--- About this exercise ---
Nothing but the lines from the one containing "the snow surface" through the end of the data below should appear in the answer, each exact and free of pictures.

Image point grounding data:
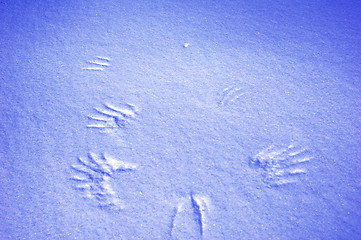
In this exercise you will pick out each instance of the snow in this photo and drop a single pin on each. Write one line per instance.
(180, 120)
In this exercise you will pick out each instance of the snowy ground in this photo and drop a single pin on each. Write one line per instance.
(180, 120)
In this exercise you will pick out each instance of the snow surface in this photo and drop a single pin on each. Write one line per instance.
(180, 119)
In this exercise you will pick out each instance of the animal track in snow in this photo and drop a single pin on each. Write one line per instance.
(281, 165)
(195, 208)
(229, 95)
(99, 64)
(111, 117)
(93, 177)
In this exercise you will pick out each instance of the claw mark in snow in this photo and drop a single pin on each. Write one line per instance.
(281, 165)
(229, 95)
(98, 64)
(194, 209)
(93, 177)
(110, 117)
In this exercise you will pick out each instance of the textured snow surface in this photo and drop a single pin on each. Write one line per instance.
(180, 119)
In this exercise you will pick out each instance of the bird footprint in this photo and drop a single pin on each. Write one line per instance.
(281, 165)
(111, 117)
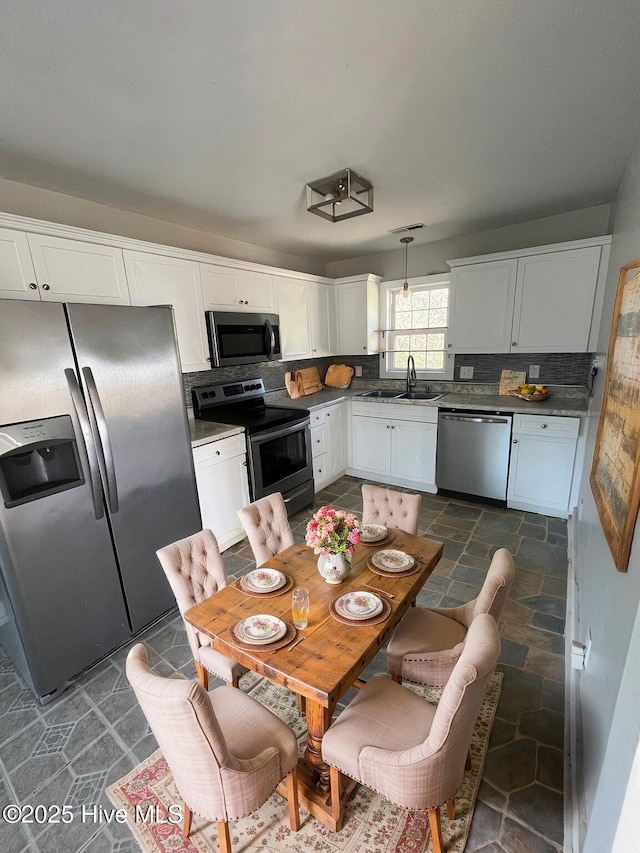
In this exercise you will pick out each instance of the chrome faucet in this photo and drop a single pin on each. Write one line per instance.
(411, 374)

--- Answer to the problem ---
In this exercise you will pick out each instance of the snow surface in this photo and drop a single pin on each. Write one line per instance.
(180, 119)
In this exercise you will pick out each instance of the animal track in snow in this photo and drop a single pin on each. Write one line per instance.
(281, 165)
(195, 208)
(229, 95)
(99, 64)
(111, 117)
(93, 177)
In this exercise you will pick out each instance of the claw mark in snow in this photo and drop a single pin on each. Write one line per instance.
(281, 165)
(229, 95)
(98, 64)
(194, 209)
(93, 177)
(110, 117)
In this exercise you will pick out each instance of the textured snow surface in this photo and drop a single pin on each. Write one line per instance.
(180, 119)
In this exercise you will pick out each instance of the bird footprint in this photo and drop a single pin on each. Write one line per instance.
(281, 165)
(111, 117)
In this exercise you will pick out each instance of the chrome faucet in this photo and drop a single pin on each. Write one line per instance.
(411, 374)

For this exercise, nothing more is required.